Андрей Юров: Скажем так, дело не в папе. Может быть, дело в как раз в современном католичестве.

Яков Кротов: Значит, папа - не католик?

Андрей Юров: Ну, если это так воспринимается мировыми католиками, то, может быть, в католичестве какие-то проблемы. Я, конечно, совершенно не могу сказать, что в современной Европе именно христиане являются сторонниками… нет, не ксенофобии и нетерпимости, об этом даже речи нет. Возможно, христианские силы - как раз самые веротерпимые, вопрос не в этом, а в том, что в Европе всегда присутствовали и сейчас присутствуют другие направления (я даже не имею в виду экстремистские).

По-моему, неверно говорить, что Европа изначально родилась как христианский продукт. С моей точки зрения, она родилась во времена эллинизма не как христианский продукт, то есть она родилась примерно в III-IV веках до нашей эры, и там изначально присутствовали языческие, иудейские и многие другие диаспоральные компоненты.

Понятно, что потом она стала очень сильным христианским континентом, но в ней всегда присутствовала многоголосица, и она как раз, мне кажется, во многом помогала сконструировать более справедливые гражданские вещи.

* [Вопросы и задания]:
(1) Определите, соответствуют ли фрагменту беседы утверждения (а), (б) и (в). Ответьте «да» или «нет» и приведите точную цитату, на которой основан ответ.
(а) По мнению Андрея Юрова, Европа родилась примерно в III–IV веках до нашей эры.
(б) Андрей Юров говорит, что христиане в современной Европе поддерживают ксенофобию и нетерпимость.
(в) Андрей Юров считает, что всё дело в папе.
(2) Дословно перепишите часть фрагмента беседы: начните со слов «Яков Кротов: Значит, папа» и закончите словами «в виду экстремистские).».
(3) Ответьте по фрагменту беседы на вопросы (а), (б) и (в).
(а) Кто спрашивает, не католик ли папа?
(б) Какие компоненты, по словам Андрея Юрова, изначально присутствовали в Европе?
(в) Что, по мнению Андрея Юрова, всегда присутствовало в Европе и помогало сконструировать более справедливые гражданские вещи?

* [Исходные строки]:
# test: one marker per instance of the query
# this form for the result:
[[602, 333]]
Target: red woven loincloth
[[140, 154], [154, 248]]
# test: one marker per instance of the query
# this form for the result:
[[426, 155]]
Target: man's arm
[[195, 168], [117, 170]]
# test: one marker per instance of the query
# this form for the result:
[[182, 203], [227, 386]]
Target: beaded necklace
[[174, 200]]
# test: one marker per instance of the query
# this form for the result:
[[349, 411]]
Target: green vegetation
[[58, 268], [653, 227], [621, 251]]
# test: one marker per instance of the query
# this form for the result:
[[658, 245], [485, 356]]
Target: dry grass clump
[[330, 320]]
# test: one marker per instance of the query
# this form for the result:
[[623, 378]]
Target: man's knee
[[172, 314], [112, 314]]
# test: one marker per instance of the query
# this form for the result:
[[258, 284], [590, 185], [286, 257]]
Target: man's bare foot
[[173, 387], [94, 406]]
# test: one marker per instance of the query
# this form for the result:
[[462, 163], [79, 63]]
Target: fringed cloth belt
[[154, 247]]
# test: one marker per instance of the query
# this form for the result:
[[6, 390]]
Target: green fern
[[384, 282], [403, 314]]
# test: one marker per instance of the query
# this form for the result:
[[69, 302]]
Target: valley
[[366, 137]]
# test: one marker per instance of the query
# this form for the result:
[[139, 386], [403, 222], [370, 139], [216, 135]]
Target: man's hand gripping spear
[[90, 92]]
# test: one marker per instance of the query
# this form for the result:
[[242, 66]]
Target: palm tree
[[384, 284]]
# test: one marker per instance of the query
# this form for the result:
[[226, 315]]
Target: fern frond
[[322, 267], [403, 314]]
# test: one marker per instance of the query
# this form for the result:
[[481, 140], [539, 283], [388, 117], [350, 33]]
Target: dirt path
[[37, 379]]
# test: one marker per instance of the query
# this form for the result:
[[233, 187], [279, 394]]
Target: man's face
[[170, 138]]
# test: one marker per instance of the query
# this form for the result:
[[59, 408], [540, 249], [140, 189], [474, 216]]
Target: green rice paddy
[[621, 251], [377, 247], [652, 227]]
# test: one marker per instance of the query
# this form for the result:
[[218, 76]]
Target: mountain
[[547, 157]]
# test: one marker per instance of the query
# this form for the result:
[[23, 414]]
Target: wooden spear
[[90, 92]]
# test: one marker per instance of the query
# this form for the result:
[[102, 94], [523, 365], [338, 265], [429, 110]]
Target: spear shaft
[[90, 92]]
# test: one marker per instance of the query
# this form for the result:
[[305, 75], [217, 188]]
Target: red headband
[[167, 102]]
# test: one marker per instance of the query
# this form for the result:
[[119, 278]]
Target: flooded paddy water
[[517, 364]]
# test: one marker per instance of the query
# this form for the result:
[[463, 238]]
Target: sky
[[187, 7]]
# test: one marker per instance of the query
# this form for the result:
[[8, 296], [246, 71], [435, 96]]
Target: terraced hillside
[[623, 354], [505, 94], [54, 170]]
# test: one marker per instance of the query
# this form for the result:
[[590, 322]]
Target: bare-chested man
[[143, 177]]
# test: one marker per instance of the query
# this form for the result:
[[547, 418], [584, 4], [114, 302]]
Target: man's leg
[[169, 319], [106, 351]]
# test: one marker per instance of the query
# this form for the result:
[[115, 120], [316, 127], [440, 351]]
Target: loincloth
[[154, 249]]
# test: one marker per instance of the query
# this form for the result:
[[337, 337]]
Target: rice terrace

* [Ответы]:
(1)
(а) Да: «она родилась примерно в III-IV веках до нашей эры».
(б) Нет: «нет, не ксенофобии и нетерпимости, об этом даже речи нет».
(в) Нет: «Скажем так, дело не в папе».

(2)
Яков Кротов: Значит, папа - не католик?

Андрей Юров: Ну, если это так воспринимается мировыми католиками, то, может быть, в католичестве какие-то проблемы. Я, конечно, совершенно не могу сказать, что в современной Европе именно христиане являются сторонниками… нет, не ксенофобии и нетерпимости, об этом даже речи нет. Возможно, христианские силы - как раз самые веротерпимые, вопрос не в этом, а в том, что в Европе всегда присутствовали и сейчас присутствуют другие направления (я даже не имею в виду экстремистские).

(3)
(а) Яков Кротов.
(б) Языческие, иудейские и многие другие диаспоральные компоненты.
(в) Многоголосица.